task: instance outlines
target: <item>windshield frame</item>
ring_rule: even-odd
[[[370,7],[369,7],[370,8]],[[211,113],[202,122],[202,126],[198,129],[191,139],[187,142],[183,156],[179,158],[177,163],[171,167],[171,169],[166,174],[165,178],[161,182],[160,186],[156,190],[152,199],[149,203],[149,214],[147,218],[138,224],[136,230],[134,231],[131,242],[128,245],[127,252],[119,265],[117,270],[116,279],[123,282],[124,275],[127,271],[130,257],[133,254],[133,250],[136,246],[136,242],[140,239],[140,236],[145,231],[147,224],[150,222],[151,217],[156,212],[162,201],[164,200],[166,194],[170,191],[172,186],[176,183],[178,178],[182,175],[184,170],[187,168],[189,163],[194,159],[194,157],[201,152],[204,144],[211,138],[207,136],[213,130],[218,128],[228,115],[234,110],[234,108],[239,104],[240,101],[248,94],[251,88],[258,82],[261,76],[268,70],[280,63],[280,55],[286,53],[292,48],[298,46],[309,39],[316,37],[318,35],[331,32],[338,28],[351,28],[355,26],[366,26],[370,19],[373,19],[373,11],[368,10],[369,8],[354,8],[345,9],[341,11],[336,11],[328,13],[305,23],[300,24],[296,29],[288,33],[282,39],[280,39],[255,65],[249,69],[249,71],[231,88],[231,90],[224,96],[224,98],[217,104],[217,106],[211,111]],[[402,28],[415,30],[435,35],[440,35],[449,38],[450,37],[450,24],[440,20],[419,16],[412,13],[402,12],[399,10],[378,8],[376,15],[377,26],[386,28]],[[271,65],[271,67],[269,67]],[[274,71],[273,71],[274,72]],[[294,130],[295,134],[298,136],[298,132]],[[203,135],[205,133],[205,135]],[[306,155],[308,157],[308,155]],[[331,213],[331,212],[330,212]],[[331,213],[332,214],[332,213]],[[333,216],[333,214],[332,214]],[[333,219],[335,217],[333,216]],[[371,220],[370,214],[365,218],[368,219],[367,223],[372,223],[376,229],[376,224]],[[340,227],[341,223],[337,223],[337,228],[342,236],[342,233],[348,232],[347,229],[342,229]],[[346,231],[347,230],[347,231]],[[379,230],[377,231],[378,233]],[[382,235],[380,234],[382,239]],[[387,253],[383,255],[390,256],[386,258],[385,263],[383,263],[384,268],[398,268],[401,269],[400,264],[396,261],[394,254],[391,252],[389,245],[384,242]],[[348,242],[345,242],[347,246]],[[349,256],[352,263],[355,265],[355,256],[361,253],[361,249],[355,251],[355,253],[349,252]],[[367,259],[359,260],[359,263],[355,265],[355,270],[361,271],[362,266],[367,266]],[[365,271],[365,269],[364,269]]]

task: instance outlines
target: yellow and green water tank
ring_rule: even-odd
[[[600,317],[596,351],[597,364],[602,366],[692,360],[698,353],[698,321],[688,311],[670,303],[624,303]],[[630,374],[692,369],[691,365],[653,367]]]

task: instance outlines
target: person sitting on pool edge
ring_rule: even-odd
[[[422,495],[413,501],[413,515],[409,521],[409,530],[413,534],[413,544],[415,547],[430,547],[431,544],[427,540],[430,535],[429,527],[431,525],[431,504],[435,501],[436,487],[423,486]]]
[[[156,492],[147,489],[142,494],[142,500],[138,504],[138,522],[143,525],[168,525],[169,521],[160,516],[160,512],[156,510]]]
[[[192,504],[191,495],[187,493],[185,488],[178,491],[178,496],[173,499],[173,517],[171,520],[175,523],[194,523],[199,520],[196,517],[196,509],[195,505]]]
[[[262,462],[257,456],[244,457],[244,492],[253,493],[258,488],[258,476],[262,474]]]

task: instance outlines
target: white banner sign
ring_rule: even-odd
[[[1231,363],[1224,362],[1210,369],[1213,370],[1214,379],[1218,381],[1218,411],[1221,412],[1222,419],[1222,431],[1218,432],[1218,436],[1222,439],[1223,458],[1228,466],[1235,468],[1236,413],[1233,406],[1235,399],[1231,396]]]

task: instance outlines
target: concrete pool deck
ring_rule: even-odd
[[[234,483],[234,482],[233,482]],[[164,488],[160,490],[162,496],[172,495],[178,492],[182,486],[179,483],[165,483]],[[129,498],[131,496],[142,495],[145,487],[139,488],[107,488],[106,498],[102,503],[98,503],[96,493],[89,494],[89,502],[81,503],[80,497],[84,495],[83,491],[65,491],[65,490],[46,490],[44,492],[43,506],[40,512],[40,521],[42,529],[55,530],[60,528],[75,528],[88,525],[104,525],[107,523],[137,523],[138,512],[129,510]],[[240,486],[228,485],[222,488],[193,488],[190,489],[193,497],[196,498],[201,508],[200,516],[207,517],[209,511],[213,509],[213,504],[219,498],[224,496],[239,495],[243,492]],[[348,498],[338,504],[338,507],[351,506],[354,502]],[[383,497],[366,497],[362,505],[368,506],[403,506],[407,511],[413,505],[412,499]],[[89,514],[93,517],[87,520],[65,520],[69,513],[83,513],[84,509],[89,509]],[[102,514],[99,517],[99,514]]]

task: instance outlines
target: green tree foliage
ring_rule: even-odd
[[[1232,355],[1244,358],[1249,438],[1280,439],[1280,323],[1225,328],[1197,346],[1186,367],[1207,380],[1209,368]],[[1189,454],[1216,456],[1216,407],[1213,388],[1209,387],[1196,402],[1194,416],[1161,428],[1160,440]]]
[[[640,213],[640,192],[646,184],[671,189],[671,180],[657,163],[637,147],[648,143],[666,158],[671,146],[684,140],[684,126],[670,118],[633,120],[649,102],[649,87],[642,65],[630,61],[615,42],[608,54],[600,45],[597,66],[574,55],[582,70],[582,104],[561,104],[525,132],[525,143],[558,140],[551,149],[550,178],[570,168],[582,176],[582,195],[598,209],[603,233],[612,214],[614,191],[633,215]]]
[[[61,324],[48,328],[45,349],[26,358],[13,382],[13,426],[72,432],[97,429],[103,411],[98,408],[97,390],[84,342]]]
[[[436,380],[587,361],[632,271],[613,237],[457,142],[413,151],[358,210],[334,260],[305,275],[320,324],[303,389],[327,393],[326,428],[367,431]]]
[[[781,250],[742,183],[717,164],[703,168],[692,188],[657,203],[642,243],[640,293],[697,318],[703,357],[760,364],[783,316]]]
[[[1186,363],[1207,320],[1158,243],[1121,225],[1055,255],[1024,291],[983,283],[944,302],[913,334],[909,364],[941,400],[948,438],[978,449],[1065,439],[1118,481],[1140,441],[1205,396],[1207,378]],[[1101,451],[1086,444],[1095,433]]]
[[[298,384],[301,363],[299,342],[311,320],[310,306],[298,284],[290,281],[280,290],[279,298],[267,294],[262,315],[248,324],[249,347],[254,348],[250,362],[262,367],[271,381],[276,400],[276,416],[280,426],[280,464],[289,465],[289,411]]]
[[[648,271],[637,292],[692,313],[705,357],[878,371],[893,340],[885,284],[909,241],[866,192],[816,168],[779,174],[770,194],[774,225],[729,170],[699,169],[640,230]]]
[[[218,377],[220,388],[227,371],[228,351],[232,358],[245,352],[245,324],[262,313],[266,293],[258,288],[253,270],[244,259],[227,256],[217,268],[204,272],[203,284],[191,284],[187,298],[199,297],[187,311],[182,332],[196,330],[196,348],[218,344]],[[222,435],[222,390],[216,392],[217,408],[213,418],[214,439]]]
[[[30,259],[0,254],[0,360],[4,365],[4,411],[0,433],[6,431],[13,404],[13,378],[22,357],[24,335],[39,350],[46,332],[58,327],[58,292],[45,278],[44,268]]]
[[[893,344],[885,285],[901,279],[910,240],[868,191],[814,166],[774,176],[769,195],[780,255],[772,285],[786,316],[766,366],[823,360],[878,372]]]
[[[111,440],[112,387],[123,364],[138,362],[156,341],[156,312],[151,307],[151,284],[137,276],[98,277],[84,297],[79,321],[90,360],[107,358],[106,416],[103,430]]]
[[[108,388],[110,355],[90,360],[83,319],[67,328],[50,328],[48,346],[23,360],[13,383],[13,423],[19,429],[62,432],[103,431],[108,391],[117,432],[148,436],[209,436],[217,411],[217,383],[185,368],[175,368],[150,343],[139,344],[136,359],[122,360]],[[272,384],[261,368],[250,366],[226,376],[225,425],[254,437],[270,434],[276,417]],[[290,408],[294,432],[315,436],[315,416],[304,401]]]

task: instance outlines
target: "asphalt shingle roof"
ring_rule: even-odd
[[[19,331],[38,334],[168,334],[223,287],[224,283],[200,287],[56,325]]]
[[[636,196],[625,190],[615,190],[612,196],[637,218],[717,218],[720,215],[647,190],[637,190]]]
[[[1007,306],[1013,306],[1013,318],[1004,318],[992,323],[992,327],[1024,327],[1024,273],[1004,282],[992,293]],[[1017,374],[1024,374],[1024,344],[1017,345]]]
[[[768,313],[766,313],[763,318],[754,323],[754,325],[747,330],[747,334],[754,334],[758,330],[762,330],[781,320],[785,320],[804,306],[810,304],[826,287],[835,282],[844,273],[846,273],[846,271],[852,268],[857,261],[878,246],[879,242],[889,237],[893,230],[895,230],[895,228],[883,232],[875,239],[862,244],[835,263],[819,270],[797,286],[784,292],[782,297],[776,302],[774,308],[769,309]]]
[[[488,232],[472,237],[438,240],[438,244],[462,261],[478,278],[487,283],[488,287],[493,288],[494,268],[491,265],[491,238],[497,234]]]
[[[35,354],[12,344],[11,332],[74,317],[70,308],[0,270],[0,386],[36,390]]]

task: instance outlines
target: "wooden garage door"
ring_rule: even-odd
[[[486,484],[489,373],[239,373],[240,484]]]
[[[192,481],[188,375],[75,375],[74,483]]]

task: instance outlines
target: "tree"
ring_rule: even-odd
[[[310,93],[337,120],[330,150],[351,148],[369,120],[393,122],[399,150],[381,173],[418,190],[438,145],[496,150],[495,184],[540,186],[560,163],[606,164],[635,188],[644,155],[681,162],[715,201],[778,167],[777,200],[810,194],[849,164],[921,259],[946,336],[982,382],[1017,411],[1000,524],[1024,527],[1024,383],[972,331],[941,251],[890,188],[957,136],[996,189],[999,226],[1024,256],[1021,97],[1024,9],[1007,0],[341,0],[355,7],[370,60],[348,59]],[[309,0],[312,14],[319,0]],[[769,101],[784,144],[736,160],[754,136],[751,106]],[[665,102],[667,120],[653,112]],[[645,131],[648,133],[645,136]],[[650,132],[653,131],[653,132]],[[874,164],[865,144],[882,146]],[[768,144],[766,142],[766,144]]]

---------------

What you will do> In the entries above, which lines hold the word "green"? Copy them out.

Answer to this problem>
target: yellow and green water tank
target: green tree foliage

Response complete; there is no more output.